Excerpts from a point labeling dataset:
## start

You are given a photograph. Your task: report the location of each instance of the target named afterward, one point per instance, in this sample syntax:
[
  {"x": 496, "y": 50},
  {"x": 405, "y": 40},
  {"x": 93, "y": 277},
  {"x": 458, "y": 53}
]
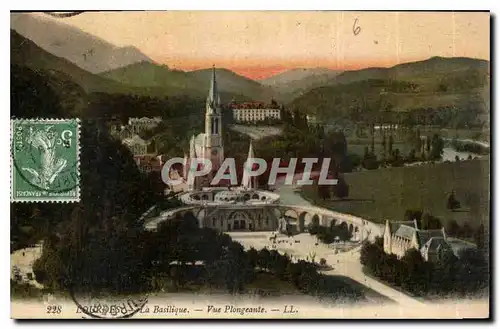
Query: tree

## end

STATED PROBLEM: Reproduce all of the material above line for line, leaving out the pictures.

TASK RESULT:
You are given a photograph. Your task: report the location of each instance of the target named afterward, one point per instance, in this sample syntax:
[
  {"x": 496, "y": 50},
  {"x": 405, "y": 40},
  {"x": 93, "y": 277},
  {"x": 458, "y": 53}
]
Query: tree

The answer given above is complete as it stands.